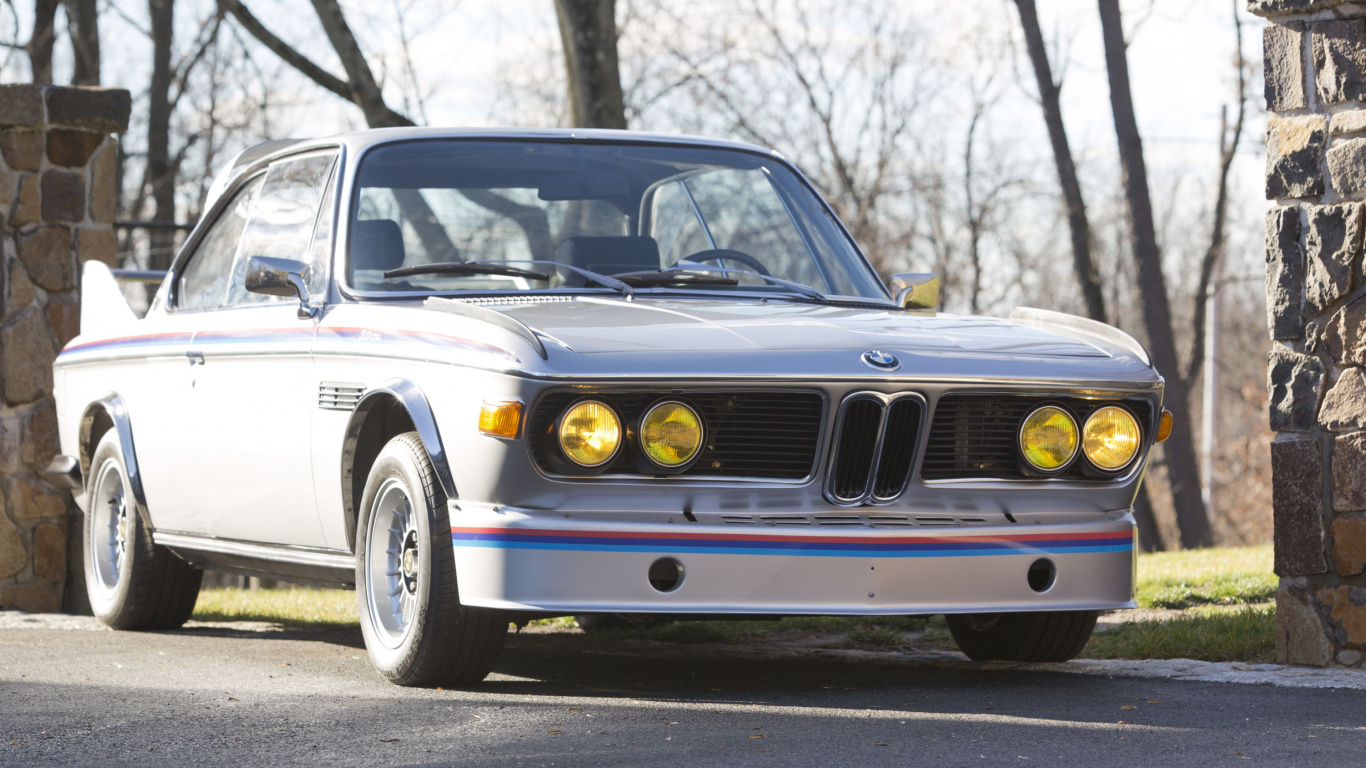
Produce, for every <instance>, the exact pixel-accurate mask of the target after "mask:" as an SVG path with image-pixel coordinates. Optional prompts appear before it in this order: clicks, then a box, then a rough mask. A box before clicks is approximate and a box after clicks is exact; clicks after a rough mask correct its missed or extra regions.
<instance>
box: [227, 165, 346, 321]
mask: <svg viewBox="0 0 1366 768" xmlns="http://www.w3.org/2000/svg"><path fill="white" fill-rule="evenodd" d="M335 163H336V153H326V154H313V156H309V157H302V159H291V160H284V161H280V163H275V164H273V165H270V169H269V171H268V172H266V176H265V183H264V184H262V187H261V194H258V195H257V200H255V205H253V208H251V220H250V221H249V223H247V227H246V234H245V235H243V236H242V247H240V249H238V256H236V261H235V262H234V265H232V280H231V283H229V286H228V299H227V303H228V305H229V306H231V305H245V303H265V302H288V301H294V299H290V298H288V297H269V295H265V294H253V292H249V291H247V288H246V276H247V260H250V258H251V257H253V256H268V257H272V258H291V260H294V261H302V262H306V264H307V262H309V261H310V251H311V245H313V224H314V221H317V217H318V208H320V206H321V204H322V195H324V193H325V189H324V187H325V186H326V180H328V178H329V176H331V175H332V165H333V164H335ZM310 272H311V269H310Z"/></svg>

---

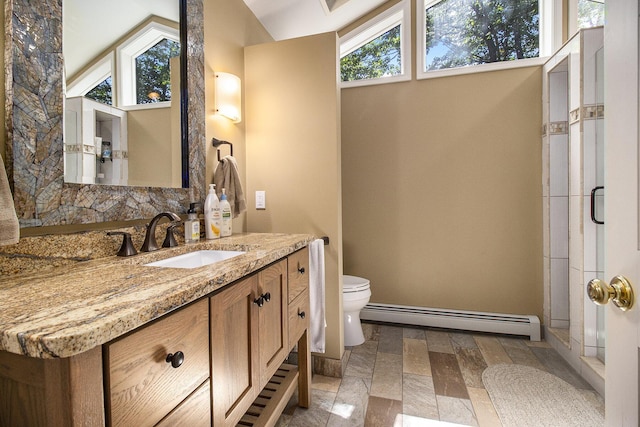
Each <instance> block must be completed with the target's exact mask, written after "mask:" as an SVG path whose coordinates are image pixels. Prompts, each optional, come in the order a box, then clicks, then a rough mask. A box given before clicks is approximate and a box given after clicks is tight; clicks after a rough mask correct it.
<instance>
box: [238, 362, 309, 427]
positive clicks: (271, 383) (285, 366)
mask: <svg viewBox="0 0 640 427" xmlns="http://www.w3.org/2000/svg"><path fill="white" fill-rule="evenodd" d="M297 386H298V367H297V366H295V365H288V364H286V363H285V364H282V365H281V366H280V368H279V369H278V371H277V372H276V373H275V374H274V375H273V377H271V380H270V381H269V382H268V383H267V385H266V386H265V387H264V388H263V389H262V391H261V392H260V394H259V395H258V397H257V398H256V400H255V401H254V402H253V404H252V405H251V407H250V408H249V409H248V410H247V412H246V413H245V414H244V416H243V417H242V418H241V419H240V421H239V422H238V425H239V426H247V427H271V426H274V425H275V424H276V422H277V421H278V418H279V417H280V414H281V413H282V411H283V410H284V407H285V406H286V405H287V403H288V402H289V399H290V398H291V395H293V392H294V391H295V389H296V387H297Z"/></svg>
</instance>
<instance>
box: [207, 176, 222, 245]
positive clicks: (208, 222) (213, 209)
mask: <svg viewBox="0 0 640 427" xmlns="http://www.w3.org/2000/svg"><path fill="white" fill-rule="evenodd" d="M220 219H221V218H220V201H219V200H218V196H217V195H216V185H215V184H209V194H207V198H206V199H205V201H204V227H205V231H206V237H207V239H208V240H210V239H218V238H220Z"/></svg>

Task directions »
Rewrite everything from the line containing "Each <instance> block" down to the line containing "positive clicks: (271, 383) (285, 366)", putting "coarse mask" wherever "rough mask" appears and leaving the rest unchanged.

Task answer »
Each <instance> block must be completed with the target's exact mask, written after "mask:" as an SVG path whose coordinates are image pixels. Prompts, each optional, come in the order a box, then clicks, then a coarse mask. A box given before clicks is approximate and a box given after clicks is tight; clicks after a coarse mask correct it.
<instance>
box: [238, 362, 309, 427]
positive clicks: (271, 383) (285, 366)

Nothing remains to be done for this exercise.